## YOUR OBJECTIVE
Format the material below as a Markdown table with the columns Row and Material line. Include everything from the line containing "Two rules. Place a point on every instance of the sunlit" down to the last line, with both of those lines included, number each row, and leave out blank lines.

## DATASET EXCERPTS
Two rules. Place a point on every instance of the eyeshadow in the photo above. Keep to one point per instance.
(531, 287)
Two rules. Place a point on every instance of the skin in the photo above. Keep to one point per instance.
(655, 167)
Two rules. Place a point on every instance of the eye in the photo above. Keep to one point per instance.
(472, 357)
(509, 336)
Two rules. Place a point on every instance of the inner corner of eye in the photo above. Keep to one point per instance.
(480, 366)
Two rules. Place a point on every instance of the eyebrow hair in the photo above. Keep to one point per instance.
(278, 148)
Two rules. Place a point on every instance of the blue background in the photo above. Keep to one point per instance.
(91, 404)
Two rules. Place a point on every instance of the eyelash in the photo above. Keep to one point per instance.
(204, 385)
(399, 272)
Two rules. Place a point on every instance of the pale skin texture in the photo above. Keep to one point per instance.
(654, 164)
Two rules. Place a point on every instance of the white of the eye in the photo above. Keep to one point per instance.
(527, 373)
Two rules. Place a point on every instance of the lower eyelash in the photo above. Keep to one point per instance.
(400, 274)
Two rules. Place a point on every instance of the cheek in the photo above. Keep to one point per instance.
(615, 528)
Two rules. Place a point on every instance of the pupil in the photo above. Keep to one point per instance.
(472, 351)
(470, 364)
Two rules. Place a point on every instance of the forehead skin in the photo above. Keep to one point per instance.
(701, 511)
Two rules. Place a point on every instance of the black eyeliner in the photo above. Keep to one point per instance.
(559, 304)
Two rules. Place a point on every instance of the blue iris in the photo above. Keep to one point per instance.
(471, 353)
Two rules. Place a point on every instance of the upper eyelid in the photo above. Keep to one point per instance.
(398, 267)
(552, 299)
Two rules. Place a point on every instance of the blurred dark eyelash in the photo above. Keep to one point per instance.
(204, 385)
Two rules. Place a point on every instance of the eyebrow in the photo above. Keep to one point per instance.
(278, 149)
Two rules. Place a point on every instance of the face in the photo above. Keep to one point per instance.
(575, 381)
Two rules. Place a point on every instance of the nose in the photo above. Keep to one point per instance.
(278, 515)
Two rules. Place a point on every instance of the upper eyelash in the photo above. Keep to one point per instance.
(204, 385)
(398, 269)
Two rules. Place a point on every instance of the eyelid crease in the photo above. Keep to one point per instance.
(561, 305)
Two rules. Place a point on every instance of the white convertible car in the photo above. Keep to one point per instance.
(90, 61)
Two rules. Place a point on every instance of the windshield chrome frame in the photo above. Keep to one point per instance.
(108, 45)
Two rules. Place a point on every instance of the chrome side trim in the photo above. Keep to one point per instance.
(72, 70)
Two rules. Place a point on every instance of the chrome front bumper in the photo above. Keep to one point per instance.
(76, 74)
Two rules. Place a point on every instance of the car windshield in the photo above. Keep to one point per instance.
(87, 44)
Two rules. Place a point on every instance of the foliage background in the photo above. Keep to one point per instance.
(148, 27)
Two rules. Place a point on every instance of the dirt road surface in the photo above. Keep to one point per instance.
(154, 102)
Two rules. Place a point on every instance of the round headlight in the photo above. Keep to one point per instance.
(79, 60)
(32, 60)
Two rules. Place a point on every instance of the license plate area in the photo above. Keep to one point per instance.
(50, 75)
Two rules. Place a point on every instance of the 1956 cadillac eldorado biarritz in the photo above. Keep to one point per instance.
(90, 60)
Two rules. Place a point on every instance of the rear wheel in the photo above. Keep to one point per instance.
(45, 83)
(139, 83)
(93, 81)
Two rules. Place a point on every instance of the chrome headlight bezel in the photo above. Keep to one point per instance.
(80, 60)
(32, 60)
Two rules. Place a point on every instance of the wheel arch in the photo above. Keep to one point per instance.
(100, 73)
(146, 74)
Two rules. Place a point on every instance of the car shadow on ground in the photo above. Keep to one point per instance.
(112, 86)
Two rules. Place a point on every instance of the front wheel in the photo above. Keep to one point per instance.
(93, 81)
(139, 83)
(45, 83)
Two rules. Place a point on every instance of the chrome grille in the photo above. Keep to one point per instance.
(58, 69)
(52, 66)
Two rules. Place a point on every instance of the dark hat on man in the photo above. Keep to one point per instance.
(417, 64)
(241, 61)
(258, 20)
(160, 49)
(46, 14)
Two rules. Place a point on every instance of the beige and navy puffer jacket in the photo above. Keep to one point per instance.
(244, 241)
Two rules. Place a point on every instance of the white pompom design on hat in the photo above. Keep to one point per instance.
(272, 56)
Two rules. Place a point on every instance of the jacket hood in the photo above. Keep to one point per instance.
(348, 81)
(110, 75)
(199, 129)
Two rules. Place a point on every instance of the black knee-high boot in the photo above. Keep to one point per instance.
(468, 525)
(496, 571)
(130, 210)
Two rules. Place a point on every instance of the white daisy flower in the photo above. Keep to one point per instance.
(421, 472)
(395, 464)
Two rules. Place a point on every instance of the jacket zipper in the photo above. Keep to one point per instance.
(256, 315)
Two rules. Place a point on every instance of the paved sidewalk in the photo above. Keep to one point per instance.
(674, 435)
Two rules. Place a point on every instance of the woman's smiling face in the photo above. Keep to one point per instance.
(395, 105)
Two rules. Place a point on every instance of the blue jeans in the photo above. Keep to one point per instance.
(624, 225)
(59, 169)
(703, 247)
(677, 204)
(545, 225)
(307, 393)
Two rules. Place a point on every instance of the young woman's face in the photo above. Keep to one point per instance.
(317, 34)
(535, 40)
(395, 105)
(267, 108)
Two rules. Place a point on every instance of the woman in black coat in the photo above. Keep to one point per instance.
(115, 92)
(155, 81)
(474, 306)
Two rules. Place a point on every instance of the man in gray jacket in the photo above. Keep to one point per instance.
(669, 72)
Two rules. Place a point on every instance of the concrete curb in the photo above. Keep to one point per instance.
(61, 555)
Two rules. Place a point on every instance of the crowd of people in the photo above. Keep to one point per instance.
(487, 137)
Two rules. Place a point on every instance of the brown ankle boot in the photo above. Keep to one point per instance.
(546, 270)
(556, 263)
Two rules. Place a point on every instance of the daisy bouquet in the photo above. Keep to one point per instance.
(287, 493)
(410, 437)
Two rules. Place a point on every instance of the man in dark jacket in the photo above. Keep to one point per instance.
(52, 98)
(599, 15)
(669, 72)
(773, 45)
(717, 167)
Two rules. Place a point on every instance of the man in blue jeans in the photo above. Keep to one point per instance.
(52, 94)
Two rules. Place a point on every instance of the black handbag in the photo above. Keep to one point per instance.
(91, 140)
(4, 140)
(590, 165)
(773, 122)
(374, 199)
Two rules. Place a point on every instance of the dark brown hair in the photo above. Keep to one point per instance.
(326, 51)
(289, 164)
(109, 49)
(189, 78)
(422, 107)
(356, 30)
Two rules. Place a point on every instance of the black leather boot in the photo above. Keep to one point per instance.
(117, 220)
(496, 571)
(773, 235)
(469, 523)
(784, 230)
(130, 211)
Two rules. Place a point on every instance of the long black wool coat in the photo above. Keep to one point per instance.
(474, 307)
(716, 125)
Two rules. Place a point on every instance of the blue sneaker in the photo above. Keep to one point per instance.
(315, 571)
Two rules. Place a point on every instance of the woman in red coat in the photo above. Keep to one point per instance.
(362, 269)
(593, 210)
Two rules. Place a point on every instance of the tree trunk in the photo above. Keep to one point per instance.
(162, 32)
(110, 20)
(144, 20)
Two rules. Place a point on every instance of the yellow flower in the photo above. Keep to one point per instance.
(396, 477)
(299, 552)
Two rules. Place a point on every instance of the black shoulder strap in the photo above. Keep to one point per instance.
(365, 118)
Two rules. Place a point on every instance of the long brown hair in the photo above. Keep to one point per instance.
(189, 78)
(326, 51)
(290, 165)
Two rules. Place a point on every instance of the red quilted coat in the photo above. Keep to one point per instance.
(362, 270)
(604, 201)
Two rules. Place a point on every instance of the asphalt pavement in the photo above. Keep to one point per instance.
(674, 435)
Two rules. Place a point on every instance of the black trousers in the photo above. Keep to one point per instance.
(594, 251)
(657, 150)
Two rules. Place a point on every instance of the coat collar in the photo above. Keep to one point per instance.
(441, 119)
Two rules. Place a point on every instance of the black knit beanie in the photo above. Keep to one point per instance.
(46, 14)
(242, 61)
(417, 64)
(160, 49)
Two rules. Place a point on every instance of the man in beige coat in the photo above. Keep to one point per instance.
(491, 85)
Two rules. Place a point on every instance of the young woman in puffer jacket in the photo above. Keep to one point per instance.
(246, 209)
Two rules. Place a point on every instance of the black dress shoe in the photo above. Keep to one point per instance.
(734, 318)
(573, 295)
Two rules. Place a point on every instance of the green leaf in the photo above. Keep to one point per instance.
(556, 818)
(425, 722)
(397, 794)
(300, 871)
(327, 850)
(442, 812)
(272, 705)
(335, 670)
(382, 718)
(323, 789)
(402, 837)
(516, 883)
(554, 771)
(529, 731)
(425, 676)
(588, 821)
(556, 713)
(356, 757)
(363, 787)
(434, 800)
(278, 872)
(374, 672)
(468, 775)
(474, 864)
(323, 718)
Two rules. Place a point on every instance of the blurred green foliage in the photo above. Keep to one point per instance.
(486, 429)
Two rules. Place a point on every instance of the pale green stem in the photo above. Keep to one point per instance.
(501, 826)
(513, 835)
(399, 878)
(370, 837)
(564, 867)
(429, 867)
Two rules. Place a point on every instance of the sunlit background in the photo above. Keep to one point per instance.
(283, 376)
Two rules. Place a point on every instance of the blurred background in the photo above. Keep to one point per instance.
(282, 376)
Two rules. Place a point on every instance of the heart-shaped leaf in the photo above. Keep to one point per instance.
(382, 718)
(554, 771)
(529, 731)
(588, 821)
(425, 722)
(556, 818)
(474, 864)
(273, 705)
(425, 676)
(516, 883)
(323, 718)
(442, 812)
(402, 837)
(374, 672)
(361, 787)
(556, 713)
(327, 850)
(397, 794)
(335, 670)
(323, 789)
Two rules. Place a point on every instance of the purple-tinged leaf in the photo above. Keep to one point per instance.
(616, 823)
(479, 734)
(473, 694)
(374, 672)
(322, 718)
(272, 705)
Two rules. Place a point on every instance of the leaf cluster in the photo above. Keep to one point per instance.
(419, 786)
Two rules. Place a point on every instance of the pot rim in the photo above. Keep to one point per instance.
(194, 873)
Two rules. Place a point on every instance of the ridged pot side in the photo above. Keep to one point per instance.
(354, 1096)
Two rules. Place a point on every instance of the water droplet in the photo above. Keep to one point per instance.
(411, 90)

## WORKED ANSWER
| Row | Material line |
|---|---|
| 1 | Two rules. Place a point on every instance of the sunlit background in the photo above. Keep to one point per instance. |
| 2 | (283, 376) |
| 3 | Two rules. Place a point on every instance of the blurred background in the photo above. Keep to one point per instance. |
| 4 | (282, 376) |
| 5 | Two rules. Place a point on every instance of the heart-shaped leaf in the photo above. Keep to one point per instance. |
| 6 | (382, 718) |
| 7 | (554, 771) |
| 8 | (529, 731) |
| 9 | (588, 821) |
| 10 | (425, 722) |
| 11 | (556, 818) |
| 12 | (474, 864) |
| 13 | (273, 705) |
| 14 | (425, 676) |
| 15 | (516, 883) |
| 16 | (323, 718) |
| 17 | (442, 812) |
| 18 | (402, 837) |
| 19 | (374, 672) |
| 20 | (361, 787) |
| 21 | (556, 713) |
| 22 | (327, 850) |
| 23 | (397, 794) |
| 24 | (335, 670) |
| 25 | (323, 789) |
| 26 | Two rules. Place a point on every instance of the purple-tinged leaf in the photo above. Keep to one point per instance. |
| 27 | (616, 823) |
| 28 | (479, 734) |
| 29 | (473, 694) |
| 30 | (374, 672) |
| 31 | (322, 718) |
| 32 | (272, 705) |
| 33 | Two rules. Place a point on every instance of the leaf cluster in the photo above. Keep to one point per instance. |
| 34 | (419, 786) |
| 35 | Two rules. Place a point on every instance of the pot rim in the photo above. Keep to one point per instance. |
| 36 | (194, 873) |
| 37 | Two rules. Place a point on every instance of the ridged pot side in the photo above. Keep to one point per instance. |
| 38 | (354, 1096) |
| 39 | Two rules. Place a point on every instance of the water droplet in the photo above. Keep to one point per instance. |
| 40 | (411, 90) |